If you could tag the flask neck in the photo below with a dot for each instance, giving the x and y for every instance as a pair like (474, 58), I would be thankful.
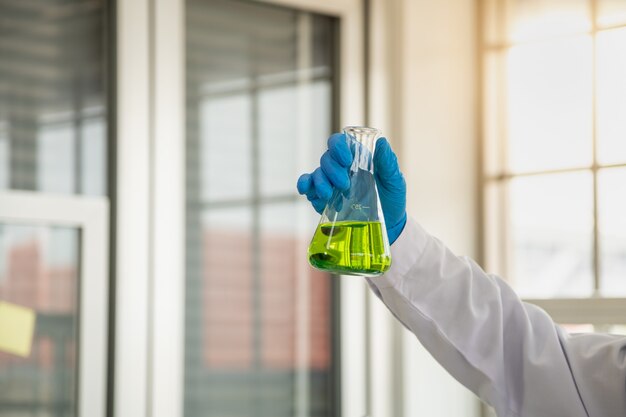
(362, 140)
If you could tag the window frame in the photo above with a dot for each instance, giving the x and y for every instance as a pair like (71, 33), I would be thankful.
(596, 309)
(90, 216)
(150, 205)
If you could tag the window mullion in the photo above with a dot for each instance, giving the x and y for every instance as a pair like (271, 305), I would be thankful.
(594, 140)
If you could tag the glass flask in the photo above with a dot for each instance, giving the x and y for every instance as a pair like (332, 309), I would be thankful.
(351, 237)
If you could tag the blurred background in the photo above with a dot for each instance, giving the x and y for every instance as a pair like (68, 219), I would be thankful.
(149, 151)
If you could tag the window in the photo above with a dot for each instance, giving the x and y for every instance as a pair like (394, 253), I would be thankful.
(52, 97)
(258, 321)
(53, 204)
(555, 155)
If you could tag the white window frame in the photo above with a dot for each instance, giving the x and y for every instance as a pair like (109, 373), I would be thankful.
(596, 310)
(150, 209)
(89, 215)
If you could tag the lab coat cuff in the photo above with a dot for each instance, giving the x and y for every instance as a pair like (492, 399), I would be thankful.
(406, 251)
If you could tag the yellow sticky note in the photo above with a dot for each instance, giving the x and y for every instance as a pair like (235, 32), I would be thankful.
(16, 329)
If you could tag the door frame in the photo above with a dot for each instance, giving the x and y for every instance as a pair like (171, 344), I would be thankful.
(150, 211)
(90, 215)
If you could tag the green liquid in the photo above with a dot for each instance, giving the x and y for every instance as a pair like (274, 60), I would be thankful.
(350, 247)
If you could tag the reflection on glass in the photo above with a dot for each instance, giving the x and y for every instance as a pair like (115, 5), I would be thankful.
(611, 96)
(612, 227)
(259, 106)
(39, 270)
(549, 105)
(611, 12)
(295, 300)
(493, 114)
(225, 146)
(52, 65)
(551, 235)
(536, 19)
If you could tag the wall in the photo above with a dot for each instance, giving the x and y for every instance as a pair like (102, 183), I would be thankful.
(423, 82)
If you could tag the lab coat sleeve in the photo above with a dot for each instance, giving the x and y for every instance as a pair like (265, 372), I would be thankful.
(509, 353)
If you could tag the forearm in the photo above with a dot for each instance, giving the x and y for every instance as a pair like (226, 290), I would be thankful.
(478, 329)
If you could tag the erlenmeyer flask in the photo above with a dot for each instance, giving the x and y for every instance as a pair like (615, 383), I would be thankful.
(351, 237)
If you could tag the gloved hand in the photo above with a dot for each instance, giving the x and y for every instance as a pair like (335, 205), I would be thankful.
(333, 173)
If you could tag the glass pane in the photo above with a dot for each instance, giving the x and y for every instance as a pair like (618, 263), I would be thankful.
(494, 112)
(225, 146)
(612, 227)
(220, 303)
(537, 19)
(611, 12)
(259, 109)
(302, 139)
(611, 96)
(52, 93)
(295, 311)
(551, 235)
(39, 270)
(550, 105)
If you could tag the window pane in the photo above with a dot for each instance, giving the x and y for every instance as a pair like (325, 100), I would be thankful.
(39, 271)
(295, 311)
(611, 99)
(551, 235)
(219, 352)
(611, 12)
(494, 112)
(535, 19)
(301, 139)
(549, 105)
(259, 106)
(225, 146)
(52, 93)
(612, 225)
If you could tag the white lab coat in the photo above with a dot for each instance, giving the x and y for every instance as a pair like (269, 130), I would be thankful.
(509, 353)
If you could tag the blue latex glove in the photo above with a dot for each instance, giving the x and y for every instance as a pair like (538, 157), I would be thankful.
(333, 173)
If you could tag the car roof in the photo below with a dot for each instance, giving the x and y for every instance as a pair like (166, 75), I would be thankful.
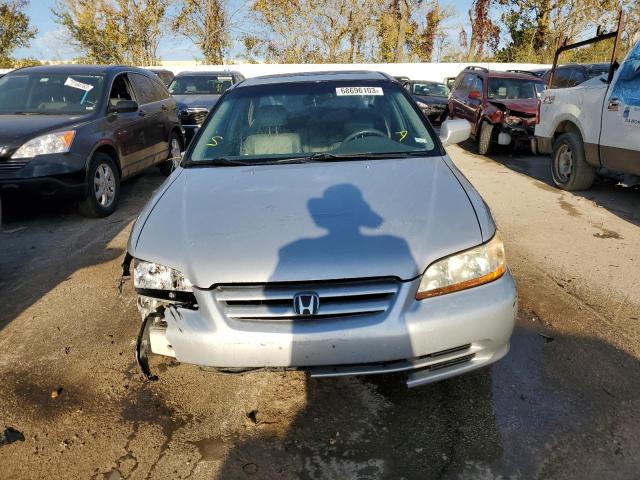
(316, 77)
(75, 69)
(205, 73)
(521, 76)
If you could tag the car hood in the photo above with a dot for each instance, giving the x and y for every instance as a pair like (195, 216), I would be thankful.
(17, 129)
(526, 106)
(301, 222)
(431, 100)
(207, 101)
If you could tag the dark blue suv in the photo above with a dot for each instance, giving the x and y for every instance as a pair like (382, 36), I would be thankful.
(78, 130)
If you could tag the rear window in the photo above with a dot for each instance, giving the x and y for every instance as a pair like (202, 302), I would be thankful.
(513, 89)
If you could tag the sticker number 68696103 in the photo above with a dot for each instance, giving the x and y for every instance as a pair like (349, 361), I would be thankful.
(341, 91)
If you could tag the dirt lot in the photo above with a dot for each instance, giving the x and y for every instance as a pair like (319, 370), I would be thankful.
(564, 403)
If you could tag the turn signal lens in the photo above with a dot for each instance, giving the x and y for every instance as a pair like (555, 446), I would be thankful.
(476, 266)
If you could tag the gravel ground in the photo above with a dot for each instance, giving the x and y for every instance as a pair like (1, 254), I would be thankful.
(563, 404)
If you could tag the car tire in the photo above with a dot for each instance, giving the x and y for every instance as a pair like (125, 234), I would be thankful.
(485, 138)
(103, 182)
(569, 168)
(175, 149)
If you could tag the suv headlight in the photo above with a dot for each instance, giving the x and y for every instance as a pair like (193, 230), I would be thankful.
(59, 142)
(476, 266)
(153, 276)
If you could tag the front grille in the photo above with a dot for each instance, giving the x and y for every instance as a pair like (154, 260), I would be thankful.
(273, 302)
(193, 116)
(10, 165)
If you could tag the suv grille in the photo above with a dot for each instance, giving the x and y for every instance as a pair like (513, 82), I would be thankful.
(9, 165)
(193, 116)
(336, 299)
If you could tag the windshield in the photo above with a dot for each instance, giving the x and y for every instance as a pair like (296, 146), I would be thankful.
(513, 89)
(49, 93)
(433, 89)
(274, 122)
(200, 84)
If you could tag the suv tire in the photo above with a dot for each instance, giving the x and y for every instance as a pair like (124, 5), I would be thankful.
(569, 169)
(175, 148)
(484, 140)
(103, 182)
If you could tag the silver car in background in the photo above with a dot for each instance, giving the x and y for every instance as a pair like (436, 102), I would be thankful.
(317, 222)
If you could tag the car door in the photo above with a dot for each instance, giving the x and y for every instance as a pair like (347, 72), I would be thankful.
(127, 128)
(149, 118)
(620, 132)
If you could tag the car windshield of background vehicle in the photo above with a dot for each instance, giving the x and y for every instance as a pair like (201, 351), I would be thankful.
(49, 93)
(513, 89)
(299, 121)
(200, 85)
(432, 89)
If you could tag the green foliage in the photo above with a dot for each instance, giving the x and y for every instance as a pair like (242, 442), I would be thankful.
(15, 29)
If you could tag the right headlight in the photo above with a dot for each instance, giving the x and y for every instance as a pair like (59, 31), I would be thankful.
(154, 276)
(476, 266)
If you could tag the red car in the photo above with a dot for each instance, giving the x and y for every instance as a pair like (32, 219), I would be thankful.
(502, 107)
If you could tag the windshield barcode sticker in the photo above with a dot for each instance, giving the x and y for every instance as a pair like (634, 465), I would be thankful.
(341, 91)
(70, 82)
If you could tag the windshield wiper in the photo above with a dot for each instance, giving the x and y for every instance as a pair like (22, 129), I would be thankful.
(217, 162)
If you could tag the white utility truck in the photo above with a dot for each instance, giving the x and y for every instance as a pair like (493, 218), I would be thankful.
(593, 125)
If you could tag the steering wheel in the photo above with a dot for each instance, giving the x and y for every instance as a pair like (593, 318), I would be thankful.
(370, 132)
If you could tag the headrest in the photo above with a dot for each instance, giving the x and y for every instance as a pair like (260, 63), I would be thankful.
(271, 116)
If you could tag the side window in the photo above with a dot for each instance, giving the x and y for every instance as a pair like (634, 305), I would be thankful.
(144, 88)
(562, 78)
(578, 77)
(457, 84)
(477, 85)
(120, 90)
(160, 91)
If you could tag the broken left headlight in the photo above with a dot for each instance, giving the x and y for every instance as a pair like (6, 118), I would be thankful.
(154, 276)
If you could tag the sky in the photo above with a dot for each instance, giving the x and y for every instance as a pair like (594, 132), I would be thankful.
(50, 42)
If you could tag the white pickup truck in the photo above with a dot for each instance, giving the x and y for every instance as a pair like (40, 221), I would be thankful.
(592, 125)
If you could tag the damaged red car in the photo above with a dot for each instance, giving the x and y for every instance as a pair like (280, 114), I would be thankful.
(502, 107)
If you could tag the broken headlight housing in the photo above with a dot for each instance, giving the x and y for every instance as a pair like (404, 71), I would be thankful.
(476, 266)
(154, 276)
(512, 120)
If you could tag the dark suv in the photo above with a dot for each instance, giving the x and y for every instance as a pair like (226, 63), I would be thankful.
(76, 131)
(501, 106)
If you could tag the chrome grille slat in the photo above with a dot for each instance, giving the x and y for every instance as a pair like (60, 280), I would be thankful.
(273, 302)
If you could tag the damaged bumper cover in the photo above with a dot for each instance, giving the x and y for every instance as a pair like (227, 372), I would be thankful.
(430, 340)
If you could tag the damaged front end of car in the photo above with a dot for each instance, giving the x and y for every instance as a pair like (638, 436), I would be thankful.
(159, 289)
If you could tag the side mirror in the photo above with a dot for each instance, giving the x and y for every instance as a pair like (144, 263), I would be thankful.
(454, 131)
(124, 106)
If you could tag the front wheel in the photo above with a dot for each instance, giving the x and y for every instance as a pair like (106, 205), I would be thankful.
(103, 181)
(569, 169)
(175, 149)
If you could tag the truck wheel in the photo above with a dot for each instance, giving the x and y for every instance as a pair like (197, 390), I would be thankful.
(103, 181)
(175, 148)
(484, 141)
(569, 169)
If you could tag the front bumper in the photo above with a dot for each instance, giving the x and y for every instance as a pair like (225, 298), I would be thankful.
(57, 174)
(432, 339)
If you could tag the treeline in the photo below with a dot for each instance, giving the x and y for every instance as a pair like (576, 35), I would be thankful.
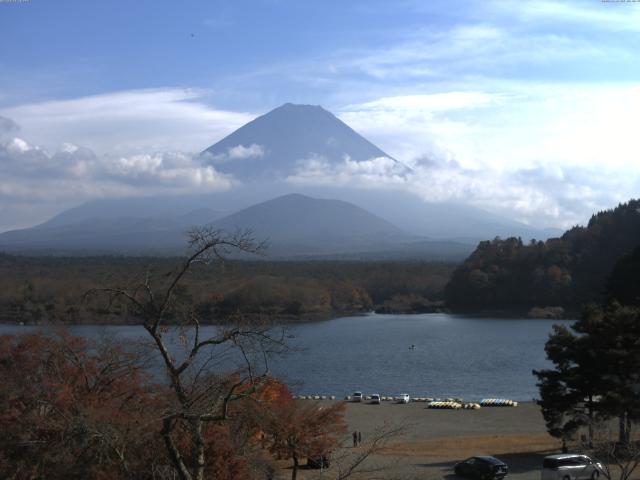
(92, 411)
(50, 289)
(568, 271)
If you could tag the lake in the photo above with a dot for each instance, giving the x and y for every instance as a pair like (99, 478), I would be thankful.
(453, 355)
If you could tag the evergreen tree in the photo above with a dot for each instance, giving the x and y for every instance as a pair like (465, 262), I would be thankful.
(596, 372)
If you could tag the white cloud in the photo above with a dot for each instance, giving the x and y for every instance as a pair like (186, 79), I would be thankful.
(126, 122)
(35, 184)
(239, 152)
(381, 172)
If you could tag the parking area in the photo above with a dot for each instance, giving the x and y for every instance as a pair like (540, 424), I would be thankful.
(433, 440)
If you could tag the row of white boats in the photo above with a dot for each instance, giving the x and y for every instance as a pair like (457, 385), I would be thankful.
(448, 403)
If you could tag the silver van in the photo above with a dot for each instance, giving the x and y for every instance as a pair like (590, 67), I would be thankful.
(571, 466)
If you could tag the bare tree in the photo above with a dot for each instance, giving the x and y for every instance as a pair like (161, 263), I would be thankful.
(201, 393)
(353, 460)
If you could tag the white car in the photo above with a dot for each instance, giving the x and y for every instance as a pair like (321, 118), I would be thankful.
(571, 466)
(403, 398)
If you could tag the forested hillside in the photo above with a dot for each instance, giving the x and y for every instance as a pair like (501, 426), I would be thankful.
(567, 271)
(50, 289)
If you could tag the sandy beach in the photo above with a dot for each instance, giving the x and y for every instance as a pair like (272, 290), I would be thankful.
(434, 440)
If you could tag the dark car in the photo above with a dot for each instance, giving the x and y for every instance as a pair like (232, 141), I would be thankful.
(319, 462)
(482, 468)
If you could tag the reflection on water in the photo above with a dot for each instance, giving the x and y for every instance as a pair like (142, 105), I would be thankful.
(453, 356)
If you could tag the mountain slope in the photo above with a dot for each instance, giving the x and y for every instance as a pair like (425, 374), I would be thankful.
(568, 271)
(298, 224)
(271, 146)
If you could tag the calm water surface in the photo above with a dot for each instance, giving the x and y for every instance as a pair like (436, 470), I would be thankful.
(454, 355)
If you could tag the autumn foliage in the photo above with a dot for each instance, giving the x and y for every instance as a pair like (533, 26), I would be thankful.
(73, 410)
(70, 412)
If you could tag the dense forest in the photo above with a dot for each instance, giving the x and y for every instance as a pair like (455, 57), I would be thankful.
(51, 289)
(567, 272)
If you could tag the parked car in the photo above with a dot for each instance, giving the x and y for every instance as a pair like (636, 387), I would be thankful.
(403, 398)
(571, 466)
(482, 468)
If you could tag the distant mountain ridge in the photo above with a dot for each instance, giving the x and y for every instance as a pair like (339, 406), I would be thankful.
(568, 271)
(261, 156)
(271, 146)
(295, 226)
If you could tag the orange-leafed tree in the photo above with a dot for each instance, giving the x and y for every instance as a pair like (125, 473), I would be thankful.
(70, 411)
(296, 430)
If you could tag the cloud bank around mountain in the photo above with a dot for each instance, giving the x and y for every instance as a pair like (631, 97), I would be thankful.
(36, 184)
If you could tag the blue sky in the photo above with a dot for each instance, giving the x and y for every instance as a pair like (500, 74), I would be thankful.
(528, 109)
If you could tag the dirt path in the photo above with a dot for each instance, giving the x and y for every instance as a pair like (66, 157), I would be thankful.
(434, 440)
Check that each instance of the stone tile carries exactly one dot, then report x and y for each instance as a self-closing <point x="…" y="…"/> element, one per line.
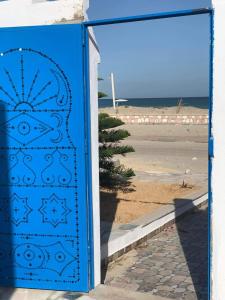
<point x="172" y="264"/>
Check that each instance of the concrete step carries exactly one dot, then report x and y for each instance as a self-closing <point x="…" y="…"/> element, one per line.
<point x="104" y="292"/>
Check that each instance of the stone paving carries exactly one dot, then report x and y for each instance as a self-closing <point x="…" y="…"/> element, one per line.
<point x="172" y="264"/>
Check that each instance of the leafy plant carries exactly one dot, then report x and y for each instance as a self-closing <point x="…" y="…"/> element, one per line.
<point x="113" y="175"/>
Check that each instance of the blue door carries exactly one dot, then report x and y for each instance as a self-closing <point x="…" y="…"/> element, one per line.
<point x="43" y="185"/>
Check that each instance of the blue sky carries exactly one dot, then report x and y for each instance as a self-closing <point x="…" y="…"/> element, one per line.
<point x="163" y="58"/>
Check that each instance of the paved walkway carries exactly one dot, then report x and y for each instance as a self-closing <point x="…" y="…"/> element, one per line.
<point x="172" y="264"/>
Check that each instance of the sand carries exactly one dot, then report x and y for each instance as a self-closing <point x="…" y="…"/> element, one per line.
<point x="164" y="154"/>
<point x="132" y="111"/>
<point x="119" y="207"/>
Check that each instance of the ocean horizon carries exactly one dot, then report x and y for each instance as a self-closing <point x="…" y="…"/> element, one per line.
<point x="198" y="102"/>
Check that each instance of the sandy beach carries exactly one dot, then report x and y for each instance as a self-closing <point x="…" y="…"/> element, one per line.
<point x="131" y="110"/>
<point x="165" y="156"/>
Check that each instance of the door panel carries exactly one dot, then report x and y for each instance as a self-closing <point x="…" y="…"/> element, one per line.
<point x="43" y="205"/>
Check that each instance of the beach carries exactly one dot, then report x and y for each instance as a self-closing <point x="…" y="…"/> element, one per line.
<point x="135" y="110"/>
<point x="170" y="162"/>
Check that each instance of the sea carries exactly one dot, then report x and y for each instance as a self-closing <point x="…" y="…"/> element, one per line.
<point x="198" y="102"/>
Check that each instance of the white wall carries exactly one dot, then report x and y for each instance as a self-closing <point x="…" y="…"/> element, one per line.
<point x="94" y="60"/>
<point x="41" y="12"/>
<point x="218" y="174"/>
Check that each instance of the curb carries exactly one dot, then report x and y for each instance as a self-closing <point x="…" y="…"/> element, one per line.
<point x="128" y="236"/>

● **Exercise description**:
Quote exactly the line containing "Check that each instance of the blue sky" and every later line through the end of the listing, and no other lines.

● **The solution**:
Check that each instance of the blue sky carries exactly one dot, then report x and y for each instance as a self-closing <point x="…" y="…"/> element, one per line.
<point x="163" y="58"/>
Check that each instance of the paved walkway carries exactly one dot, then report x and y for each instance as a self-closing <point x="…" y="…"/> element, one per line.
<point x="172" y="264"/>
Check that each instance of the sand carries exactly one dot, then report x and y for each instance as a self-closing <point x="…" y="…"/> element, one per line.
<point x="164" y="154"/>
<point x="132" y="111"/>
<point x="119" y="207"/>
Check that each instance of the ocean horizon carries exactly one dot, then report x and y for each instance as a self-closing <point x="…" y="…"/> element, one per line.
<point x="198" y="102"/>
Check that each instance of the sandy beach carries exactly one dot, then report x and y for each instance as a self-closing <point x="…" y="…"/> element, one per line.
<point x="131" y="110"/>
<point x="165" y="156"/>
Check that each instance of the door panel carries exactly one dot, then report x and y for each instance as a self-closing <point x="…" y="…"/> element, one per line.
<point x="43" y="205"/>
Check that each instance of the beach carries exactly one dot, then report x and y for each instance as a self-closing <point x="…" y="…"/> element, one per line.
<point x="135" y="110"/>
<point x="170" y="162"/>
Check that each instance of the sea carries exactly one dot, then report x and y for each instance as a self-closing <point x="…" y="…"/> element, one per line.
<point x="198" y="102"/>
Check that each instance of the white wall carries exactly one dot, then report x and y for each instance as a self-closing <point x="…" y="…"/> element, one per line.
<point x="94" y="60"/>
<point x="41" y="12"/>
<point x="218" y="174"/>
Check that each instance of the curb carries exactly one dot, then report x and y for each instance as a self-closing <point x="…" y="…"/> element, one per line.
<point x="128" y="236"/>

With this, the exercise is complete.